== TASK TO CARRY OUT ==
Show every line from the records below that contains the string "shirt".

____ RECORDS TO USE

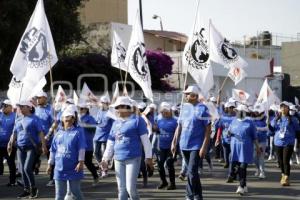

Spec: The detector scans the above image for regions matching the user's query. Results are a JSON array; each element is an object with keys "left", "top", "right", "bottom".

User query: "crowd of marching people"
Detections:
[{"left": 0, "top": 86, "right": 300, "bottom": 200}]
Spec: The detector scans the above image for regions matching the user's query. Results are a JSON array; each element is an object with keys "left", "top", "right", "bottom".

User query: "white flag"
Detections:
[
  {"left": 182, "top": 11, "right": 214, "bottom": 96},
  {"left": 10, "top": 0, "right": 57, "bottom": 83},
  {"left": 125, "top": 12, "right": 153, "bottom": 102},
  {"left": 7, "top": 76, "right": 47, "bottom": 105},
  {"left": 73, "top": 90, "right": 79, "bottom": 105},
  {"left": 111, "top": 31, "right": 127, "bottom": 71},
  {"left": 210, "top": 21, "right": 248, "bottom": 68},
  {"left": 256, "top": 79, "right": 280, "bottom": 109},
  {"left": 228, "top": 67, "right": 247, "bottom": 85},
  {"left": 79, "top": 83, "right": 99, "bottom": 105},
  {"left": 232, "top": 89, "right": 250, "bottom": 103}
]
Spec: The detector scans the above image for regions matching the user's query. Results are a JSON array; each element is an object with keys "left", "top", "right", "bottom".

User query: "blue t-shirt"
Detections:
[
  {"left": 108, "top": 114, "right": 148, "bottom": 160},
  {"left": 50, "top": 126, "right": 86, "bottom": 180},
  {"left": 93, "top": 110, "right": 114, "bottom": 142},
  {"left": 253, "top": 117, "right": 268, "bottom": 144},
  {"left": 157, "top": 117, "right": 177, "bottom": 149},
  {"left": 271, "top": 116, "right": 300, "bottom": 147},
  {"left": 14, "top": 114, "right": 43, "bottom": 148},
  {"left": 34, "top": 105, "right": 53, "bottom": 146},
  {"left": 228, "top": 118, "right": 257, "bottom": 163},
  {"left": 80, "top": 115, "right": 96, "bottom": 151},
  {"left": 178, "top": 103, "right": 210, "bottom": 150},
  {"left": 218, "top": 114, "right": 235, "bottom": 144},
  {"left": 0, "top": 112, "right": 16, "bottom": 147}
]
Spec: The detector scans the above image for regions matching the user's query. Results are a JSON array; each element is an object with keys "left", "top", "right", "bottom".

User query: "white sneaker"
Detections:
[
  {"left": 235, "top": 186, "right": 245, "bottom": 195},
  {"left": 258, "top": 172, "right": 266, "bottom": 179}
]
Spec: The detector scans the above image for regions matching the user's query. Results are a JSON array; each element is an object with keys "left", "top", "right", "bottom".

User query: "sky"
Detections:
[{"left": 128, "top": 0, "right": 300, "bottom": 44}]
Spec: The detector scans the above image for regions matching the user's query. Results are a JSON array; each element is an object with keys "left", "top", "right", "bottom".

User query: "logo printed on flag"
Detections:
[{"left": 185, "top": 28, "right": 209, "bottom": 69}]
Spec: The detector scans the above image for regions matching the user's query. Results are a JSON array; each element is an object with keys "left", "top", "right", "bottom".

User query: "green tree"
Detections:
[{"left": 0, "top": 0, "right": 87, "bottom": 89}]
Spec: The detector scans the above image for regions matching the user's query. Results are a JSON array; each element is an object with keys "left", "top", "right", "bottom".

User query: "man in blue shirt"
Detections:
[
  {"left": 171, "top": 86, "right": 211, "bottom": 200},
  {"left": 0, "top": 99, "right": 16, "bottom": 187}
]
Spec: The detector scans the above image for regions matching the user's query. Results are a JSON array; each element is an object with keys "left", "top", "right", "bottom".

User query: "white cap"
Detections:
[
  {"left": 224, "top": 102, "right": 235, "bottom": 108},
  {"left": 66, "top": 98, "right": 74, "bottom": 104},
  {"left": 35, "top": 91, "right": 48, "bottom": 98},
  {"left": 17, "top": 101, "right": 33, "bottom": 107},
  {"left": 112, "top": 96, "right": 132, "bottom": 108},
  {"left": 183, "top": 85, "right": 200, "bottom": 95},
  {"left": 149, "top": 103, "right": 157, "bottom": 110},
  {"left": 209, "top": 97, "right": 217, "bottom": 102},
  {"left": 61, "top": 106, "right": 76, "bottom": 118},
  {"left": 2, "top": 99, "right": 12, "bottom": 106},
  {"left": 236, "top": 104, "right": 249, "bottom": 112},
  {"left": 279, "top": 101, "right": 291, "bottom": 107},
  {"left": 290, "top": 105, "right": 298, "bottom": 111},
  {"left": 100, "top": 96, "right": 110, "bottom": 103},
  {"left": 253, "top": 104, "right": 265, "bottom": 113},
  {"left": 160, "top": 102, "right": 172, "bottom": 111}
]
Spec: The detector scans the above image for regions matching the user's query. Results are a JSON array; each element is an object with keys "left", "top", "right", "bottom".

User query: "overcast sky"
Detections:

________
____ RECORDS TO USE

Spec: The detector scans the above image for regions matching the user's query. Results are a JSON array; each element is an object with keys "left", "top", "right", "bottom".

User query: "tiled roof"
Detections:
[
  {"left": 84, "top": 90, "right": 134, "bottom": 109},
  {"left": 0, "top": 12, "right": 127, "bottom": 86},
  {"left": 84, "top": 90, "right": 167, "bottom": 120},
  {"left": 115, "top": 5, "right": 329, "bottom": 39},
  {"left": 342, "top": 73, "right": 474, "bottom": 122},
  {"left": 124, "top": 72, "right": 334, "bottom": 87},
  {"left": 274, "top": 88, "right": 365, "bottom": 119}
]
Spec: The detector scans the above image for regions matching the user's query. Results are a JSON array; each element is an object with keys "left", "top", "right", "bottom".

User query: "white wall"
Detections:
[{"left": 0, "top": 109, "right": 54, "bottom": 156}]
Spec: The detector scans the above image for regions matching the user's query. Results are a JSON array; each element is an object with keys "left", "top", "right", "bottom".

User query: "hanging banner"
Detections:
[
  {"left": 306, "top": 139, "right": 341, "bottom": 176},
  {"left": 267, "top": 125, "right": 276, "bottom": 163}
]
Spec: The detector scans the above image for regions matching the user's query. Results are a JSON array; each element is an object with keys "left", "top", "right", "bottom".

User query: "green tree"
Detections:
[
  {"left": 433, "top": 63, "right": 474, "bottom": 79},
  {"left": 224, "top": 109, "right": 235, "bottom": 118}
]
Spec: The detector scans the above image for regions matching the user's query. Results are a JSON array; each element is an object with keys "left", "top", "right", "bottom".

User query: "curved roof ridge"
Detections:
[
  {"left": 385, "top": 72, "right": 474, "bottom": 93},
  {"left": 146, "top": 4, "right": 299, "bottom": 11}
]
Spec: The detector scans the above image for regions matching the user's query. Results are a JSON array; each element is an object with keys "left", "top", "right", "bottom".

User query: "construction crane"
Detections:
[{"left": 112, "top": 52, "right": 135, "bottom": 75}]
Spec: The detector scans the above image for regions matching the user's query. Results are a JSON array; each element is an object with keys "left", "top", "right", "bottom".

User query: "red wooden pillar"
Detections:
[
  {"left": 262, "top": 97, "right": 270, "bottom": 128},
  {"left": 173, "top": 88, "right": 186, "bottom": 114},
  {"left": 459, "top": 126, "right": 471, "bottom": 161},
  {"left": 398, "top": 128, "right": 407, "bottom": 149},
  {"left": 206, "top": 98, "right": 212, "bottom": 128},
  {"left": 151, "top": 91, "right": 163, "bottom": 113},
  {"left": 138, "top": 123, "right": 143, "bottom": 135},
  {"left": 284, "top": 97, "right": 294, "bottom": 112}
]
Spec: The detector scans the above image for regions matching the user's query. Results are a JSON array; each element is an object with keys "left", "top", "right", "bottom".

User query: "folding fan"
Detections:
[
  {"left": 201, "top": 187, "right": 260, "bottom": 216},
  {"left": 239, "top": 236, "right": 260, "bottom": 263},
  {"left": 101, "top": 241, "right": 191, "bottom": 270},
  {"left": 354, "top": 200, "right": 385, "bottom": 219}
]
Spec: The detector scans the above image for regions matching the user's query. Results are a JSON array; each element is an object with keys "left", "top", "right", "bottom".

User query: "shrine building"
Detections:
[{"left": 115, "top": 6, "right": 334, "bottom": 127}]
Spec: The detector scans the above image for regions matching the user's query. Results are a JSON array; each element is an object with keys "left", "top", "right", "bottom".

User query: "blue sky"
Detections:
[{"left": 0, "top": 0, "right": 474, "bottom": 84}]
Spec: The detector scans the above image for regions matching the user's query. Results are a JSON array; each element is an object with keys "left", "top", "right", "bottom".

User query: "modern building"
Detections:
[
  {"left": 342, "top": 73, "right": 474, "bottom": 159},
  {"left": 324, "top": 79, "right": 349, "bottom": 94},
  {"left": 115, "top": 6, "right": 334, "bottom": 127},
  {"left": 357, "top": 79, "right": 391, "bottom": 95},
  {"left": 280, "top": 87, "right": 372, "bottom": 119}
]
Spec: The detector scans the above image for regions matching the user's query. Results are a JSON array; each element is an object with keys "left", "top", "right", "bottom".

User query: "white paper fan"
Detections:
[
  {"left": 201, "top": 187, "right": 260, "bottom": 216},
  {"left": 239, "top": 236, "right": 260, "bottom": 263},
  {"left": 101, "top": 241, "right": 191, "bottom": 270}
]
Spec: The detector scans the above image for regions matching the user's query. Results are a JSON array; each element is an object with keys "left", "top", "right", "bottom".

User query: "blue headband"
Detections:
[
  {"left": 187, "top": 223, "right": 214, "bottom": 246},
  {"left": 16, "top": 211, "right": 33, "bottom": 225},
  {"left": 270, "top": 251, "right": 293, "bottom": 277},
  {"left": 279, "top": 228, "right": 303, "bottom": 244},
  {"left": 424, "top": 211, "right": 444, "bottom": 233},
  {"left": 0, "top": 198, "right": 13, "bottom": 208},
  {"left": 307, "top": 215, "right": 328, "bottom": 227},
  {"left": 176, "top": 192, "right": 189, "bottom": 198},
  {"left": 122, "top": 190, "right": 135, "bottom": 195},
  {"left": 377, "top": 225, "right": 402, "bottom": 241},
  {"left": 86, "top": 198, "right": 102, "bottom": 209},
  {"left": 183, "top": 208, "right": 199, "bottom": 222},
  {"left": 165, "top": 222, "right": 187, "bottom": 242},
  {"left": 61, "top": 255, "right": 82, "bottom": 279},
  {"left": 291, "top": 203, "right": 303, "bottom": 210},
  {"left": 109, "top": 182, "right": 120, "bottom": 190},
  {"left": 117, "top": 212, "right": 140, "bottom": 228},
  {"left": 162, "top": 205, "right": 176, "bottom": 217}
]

________

== RESPONSE ==
User query: "blue t-shirt"
User query: "man in blue shirt"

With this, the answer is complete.